Al poco tiempo Oswal, su hijo menor, comenzó a mandar algún dinero y con la ayuda de la Cacha, más lo que se le logra sacar a la cría de cerdos en la azotea de la casa, otra vez la familia Valdés emprendió un nuevo negocio.
 
Negocio por el cual ya han pasado cuatro dependientes y dos elaboradores; les ha costado mucho a sus empleados entender que al cliente hay que sonreírle, que hay que atenderle y no decir que se está haciendo el cuadre, o recibiendo el turno; les ha costado ver que no se le hace un favor al cliente al atenderlo a la hora que llegue. Por más que Cachita y su esposo les han explicado que tener clientes es un privilegio, que los problemas de quienes trabajan con público han de quedar en la casa y que hay que prepararse para el futuro, no lo logran entender. Por mucho que se les dice el trabajo que han pasado para lograr tener “La Esperanza”, no les importa.
 
Es “normal” en estos tiempos ser maltratados, pocas veces escapamos de ser víctimas de la violencia, nos maltrata el chofer de la guagua en la mañana cuando vamos a trabajar, lo hacen también el bodeguero y el panadero cuando le exigimos que los productos tengan el peso y la calidad requeridos. Nos maltrata la persona que nos atiende en cualquier oficina de gestión y hasta aquellos vecinos o amigos que no entienden que protestemos cuando no estamos de acuerdo con tantas cosas.
 
¿Estará enferma la sociedad, o será que estamos equivocados al sentir que tenemos derechos que hay que respetar de la misma manera que debemos respetar los del resto de nuestros vecinos, amigos, conciudadanos? La dignidad del ser humano en toda su magnitud ha de ser respetada, comenzando en nuestro entorno. Como Prudencio, un hombre como otro cualquiera, con sueños y esperanzas debemos comenzar a ser lumbreras en nuestro pequeño medio, en nuestro ambiente. Debemos ser predicadores del derecho ajeno para que, así mismo, aún aquellos que no conocen sus derechos tomando conciencia de ellos un día velen por el derecho ajeno de la misma forma.

• MATERIAL EXTRAÍDO:
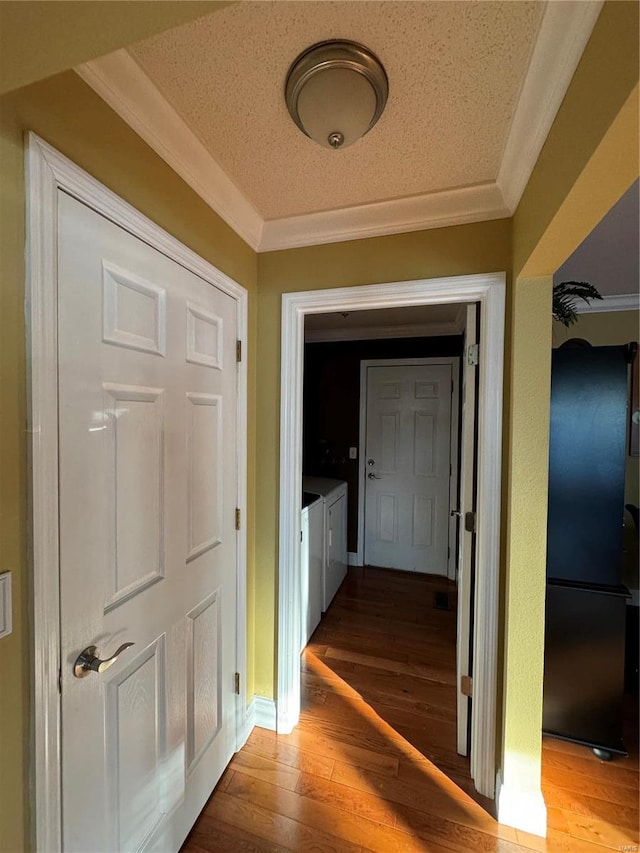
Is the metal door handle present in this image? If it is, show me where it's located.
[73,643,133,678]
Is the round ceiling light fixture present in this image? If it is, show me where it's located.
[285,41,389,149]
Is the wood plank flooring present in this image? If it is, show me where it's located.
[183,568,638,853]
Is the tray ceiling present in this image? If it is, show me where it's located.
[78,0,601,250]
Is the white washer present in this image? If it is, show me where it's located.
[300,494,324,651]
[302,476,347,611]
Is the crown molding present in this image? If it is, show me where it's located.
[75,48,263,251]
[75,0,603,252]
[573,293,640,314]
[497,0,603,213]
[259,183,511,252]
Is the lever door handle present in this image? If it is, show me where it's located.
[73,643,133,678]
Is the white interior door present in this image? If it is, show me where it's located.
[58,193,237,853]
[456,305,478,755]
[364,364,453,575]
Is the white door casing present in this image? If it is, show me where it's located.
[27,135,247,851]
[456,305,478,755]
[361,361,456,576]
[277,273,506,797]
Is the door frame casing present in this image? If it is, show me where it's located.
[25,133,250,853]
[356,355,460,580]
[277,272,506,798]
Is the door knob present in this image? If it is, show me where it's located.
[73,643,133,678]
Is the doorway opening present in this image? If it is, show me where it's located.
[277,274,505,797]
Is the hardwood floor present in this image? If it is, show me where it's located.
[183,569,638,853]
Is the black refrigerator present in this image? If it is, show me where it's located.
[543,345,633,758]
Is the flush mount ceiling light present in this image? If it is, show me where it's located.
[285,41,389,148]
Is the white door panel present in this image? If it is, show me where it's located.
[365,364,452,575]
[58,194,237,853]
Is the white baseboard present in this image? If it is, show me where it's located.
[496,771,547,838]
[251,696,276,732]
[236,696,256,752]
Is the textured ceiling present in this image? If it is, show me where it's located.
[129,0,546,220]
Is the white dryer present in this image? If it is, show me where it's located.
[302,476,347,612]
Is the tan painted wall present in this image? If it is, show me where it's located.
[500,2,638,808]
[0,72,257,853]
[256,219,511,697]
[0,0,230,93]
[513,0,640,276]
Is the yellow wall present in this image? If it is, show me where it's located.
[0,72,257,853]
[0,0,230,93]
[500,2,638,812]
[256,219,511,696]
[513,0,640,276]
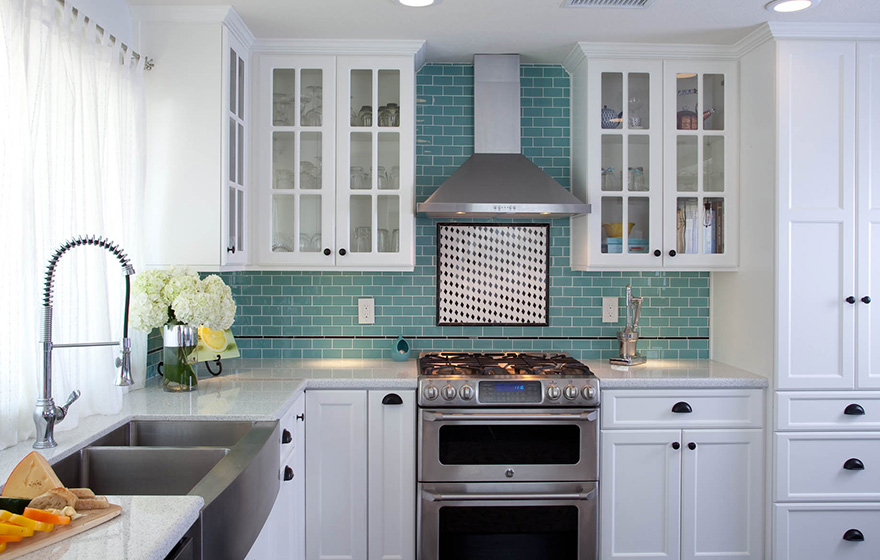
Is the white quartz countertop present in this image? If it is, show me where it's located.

==

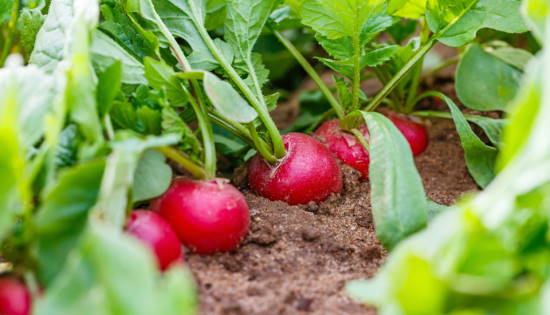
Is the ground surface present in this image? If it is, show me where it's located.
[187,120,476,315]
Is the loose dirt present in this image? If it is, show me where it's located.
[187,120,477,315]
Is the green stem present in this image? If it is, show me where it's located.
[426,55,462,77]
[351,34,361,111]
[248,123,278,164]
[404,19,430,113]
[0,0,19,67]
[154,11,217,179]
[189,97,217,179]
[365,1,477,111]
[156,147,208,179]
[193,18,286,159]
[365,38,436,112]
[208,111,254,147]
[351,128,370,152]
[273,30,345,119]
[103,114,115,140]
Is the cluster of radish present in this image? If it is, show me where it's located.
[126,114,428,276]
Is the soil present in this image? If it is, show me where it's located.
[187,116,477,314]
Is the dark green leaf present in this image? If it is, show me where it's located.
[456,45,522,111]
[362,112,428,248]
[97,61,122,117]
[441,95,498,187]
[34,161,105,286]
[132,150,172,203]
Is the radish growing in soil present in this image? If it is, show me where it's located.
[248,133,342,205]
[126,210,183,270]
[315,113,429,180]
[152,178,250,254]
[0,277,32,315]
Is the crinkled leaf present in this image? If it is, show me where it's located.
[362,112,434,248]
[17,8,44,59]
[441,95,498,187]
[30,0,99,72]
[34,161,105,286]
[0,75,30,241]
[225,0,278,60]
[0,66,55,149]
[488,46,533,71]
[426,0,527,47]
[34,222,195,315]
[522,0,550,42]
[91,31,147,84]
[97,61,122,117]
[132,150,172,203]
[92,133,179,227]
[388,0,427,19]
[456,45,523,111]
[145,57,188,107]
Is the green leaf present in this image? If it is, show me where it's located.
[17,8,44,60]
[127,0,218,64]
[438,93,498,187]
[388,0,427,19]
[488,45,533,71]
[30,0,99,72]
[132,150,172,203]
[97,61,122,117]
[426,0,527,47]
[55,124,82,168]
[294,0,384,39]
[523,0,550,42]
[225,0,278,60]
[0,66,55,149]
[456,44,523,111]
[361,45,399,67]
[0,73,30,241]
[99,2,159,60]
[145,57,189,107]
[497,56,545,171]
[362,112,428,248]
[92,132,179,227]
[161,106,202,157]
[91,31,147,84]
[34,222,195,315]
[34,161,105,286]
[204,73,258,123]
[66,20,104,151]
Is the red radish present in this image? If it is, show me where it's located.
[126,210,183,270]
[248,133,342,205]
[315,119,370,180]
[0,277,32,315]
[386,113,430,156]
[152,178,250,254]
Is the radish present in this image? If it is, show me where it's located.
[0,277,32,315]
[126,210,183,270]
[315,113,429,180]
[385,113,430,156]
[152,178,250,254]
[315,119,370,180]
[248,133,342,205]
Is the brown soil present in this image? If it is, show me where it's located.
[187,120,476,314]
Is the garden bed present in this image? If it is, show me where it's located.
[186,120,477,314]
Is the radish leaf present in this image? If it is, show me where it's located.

...

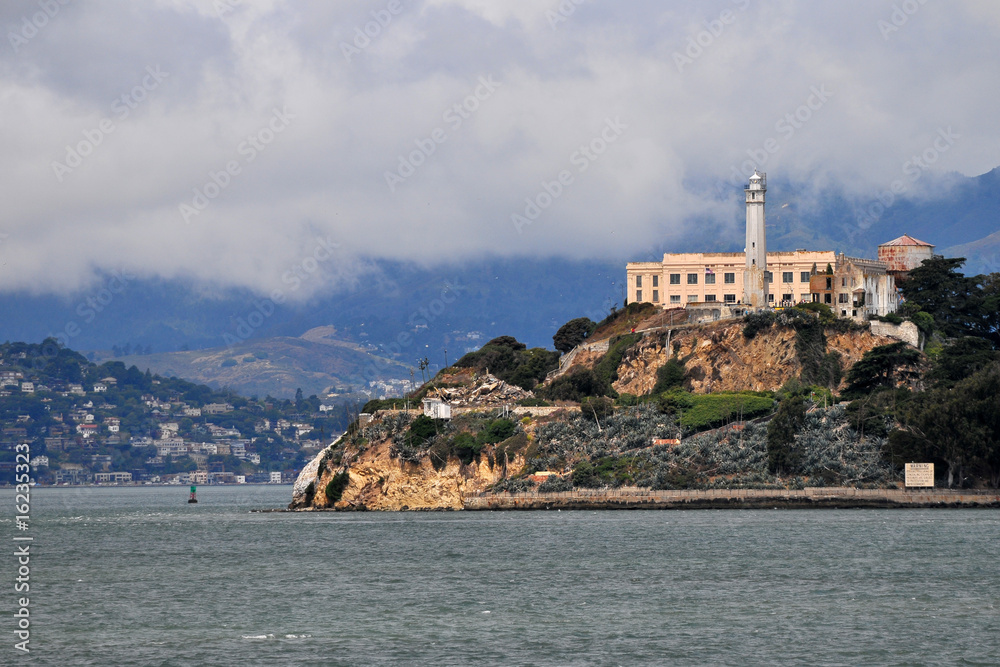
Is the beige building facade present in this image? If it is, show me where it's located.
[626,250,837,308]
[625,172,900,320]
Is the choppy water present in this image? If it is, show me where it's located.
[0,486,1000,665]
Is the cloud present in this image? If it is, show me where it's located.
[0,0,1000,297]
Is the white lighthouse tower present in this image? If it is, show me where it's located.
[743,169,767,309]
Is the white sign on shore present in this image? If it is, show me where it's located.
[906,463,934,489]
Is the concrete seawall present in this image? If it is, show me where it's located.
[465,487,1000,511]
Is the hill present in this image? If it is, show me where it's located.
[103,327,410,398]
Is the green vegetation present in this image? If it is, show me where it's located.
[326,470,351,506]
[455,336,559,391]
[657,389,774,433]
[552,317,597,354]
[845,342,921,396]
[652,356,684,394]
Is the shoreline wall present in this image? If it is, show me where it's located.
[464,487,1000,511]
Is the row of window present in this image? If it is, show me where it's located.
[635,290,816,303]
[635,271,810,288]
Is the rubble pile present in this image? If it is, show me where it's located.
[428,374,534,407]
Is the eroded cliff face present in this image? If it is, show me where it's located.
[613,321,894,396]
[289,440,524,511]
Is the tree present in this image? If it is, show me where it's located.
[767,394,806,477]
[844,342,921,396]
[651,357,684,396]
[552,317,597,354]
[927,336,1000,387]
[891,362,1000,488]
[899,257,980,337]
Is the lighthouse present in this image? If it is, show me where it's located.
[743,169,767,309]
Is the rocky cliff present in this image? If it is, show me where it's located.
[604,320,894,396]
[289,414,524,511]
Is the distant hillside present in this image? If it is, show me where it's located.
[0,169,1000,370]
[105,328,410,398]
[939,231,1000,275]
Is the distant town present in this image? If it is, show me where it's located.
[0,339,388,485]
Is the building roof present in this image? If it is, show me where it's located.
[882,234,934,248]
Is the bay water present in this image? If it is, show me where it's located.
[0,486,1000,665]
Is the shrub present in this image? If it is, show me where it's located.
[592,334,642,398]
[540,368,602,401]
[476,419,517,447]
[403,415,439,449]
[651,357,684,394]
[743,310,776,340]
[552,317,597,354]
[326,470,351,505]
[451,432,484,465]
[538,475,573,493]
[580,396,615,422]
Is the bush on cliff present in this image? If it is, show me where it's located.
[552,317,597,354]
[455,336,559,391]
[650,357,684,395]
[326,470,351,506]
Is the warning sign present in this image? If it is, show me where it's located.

• INSTRUCCIONES:
1. ¿Puedes reescribir la parte del listado que abre con la línea que contiene "Is the shoreline" y cierra con la que contiene "[289,440,524,511]", cambiando "rubble pile" por "debris pile" y dejando todo lo demás igual?
2. ¿Podrías continuar el fragmento sobre el negocio de la familia Valdés y el respeto a los derechos ajenos a partir de donde termina?
El fragmento y el listado no guardan ninguna relación entre sí.

• RESPUESTAS DADAS:
1.
Is the shoreline wall present in this image? If it is, show me where it's located.
[464,487,1000,511]
Is the row of window present in this image? If it is, show me where it's located.
[635,290,816,303]
[635,271,810,288]
Is the debris pile present in this image? If it is, show me where it's located.
[428,374,534,407]
Is the eroded cliff face present in this image? If it is, show me where it's located.
[613,321,894,396]
[289,440,524,511]

2.
Somos una pequeña Isla, pero una patria grande, de grandes y modestos hombres que durante las guerras de independencia y un poco después, no dudaron en abonar este suelo con su preciosa sangre, sin vacilar, entregaron sus cuerpos a la misma tierra que les vio nacer. Hay que poner el alma porque cuesta, hay que tener humildad y carácter, autodeterminación. La coherencia no es algo perdido en los libros de historia, la vida nos ha mostrado a dónde llevan la soberbia y la arrogancia.
 
Prudencio Valdés es un personaje cualquiera, pudiera ser Dionisio Rodríguez, o Raimundo Travieso. Es puramente ficticio pero totalmente corriente, puede tener el nombre de cientos, quizá miles de hombres y mujeres con historias similares a lo largo del país. Como él a muchos nos ha costado bastante alcanzar la esperanza, aun cuando muchos aprendimos mal a no tenerla, cuando otros poco a poco nos la han ido minando, o se han esforzado porque no pensemos en otra cosa que en lo que comeremos esta noche.
 
En la Cuba de hoy, en la gigante campana que es esta Isla, tenemos el deber inapelable de ser lumbreras en las conciencias y las cerradas almas de aquellos hermanos que han perdido la claridad en el camino. Sabiendo que nadie es dueño absoluto de la verdad, teniendo la certeza de que con un poco de cada cual haremos una sociedad mejor, una patria de tolerancia y respeto al criterio ajeno, confiados que entre todos podremos lograrlo.
 
Williams Iván Rodríguez Torres (Pinar del Río, 1976).
Técnico en Ortopedia y Traumatología.
Artesano.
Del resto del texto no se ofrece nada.